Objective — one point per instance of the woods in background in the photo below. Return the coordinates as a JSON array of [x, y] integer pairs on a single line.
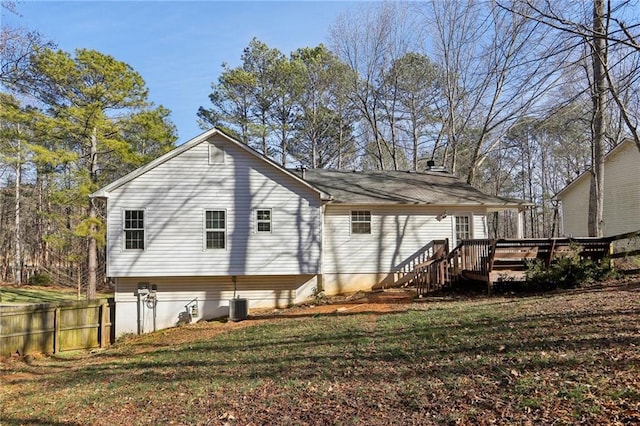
[[517, 97]]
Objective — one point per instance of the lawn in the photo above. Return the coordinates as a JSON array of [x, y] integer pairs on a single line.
[[40, 294], [565, 358]]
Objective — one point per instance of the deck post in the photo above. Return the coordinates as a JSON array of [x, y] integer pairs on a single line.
[[520, 230]]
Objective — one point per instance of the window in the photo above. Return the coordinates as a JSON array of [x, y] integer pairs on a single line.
[[215, 229], [361, 222], [263, 220], [134, 229], [216, 154], [463, 228]]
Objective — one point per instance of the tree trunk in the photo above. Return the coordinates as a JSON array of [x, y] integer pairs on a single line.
[[17, 271], [599, 61], [93, 214]]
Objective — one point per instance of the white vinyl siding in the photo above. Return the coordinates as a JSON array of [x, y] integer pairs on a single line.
[[177, 192], [215, 229], [463, 228], [621, 196], [397, 233], [210, 294]]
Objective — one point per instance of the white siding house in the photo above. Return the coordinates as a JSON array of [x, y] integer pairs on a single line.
[[213, 220], [621, 195]]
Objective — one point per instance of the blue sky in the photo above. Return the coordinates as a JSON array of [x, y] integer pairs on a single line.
[[179, 46]]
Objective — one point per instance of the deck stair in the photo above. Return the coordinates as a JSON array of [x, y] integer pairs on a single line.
[[492, 261]]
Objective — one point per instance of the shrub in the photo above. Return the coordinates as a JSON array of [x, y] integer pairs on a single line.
[[569, 271], [40, 279]]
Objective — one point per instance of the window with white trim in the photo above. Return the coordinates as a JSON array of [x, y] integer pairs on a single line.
[[263, 220], [360, 222], [215, 229], [133, 229], [463, 228]]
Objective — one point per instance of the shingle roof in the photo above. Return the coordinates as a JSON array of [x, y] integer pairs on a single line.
[[397, 187]]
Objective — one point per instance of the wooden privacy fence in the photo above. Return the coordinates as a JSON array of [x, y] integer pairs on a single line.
[[56, 327]]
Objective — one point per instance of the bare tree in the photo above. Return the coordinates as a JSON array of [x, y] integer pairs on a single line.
[[368, 40], [490, 77]]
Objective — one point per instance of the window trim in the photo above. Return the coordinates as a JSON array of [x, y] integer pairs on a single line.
[[125, 229], [205, 229], [258, 221], [367, 214]]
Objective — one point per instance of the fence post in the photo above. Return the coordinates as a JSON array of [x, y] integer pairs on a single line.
[[56, 330]]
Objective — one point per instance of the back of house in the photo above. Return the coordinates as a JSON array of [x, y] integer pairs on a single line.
[[621, 195], [213, 220]]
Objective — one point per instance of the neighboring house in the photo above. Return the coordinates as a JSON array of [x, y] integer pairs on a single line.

━━━

DIRECTION
Pictures don't belong in the copy. Transcribe every record exactly as it appears.

THE REPLY
Objective — one point per instance of the woods in background in the photo below. Return the coordinates as a JSON array of [x, y] integer pairs on a single line.
[[517, 97]]
Objective — one point per instance of the lawn in the photo above. Return the coordinates as a JSON array of [x, y] integer pairs on a single line.
[[40, 294], [565, 358]]
Objective — one point per instance of the deck post in the photo above. Return the coordinates as a JSON array of [x, y] integer pairs on a single line.
[[520, 230]]
Objective — one point per instance of the window in the photo above. Return the coordinates as a JSON array of [x, y] integer pairs on a single line.
[[215, 229], [361, 222], [263, 220], [134, 229], [216, 154], [463, 228]]
Objective — one point per instance of the tree trunk in the photo above. Return the coordinates as a JSON array of [x, y] integer pairs on a single line.
[[17, 271], [599, 61], [93, 214]]
Objective — one point per instance of the white vinyl siding in the photo above. Return the coordinates as a JSON array of [x, y] integer pairs on a single line.
[[177, 192], [215, 229], [463, 228], [621, 196], [397, 233], [210, 294]]
Objective — one point per instance of the white siding house in the photo above. Return the coordinates as a JSON array of [x, y] integer pairs on a single line.
[[213, 220], [621, 195]]
Objective — one point per instance of the blue sky in the photo above. Return the coordinates as a JSON array of [x, y] integer pairs on a single line.
[[179, 46]]
Objective — one point per instance of the deck stair in the photo above. Return the coordinates as a JSON array of [x, y] integer pairs on a single line.
[[492, 261]]
Objective — one point per instance of the shrub in the photo above. Return the coordinates as a JSON array of [x, y] integer pairs on a single line.
[[569, 271], [40, 279]]
Objective — one point per instance of the window with white trim in the photo above. Return the coordinates as a JSON array of [x, y] integer pairs on a single line.
[[263, 220], [360, 222], [215, 229], [133, 229], [463, 228]]
Objective — one point per instance of the shingle roof in the photo above. Return the coordinates as a JSON array of [x, y] integer pairs on a single line.
[[397, 187]]
Objective — one point per instance of the wooden privacy fence in the photo above. Return the coordinates as a JSON array of [x, y] integer pairs on a single line.
[[56, 327]]
Objective — one point per instance of the bare tree in the photo above. Return the coordinates as a JSON array of [x, y] integer pairs on a single line.
[[368, 40], [490, 77]]
Objective — one point per instance of the window trim in the photo above. Return the coordinates as a JSON array of [x, y] integer pairs on a single line.
[[125, 229], [205, 229], [258, 221], [367, 214]]
Objective — one point per instance of the fence post in the photo above. Return the coordinates as a JSON array of [x, y] integer pairs on a single line.
[[56, 330]]
Objective — one point per instance of the back of house in the photo above. Return the coordinates as a JSON array of [x, y] integer pairs on a single line.
[[621, 195], [213, 220]]
Objective — one point per instance of the neighboring house in the photo above. Return the coordinates as a JSON array of [x, y] integer pairs on a single line.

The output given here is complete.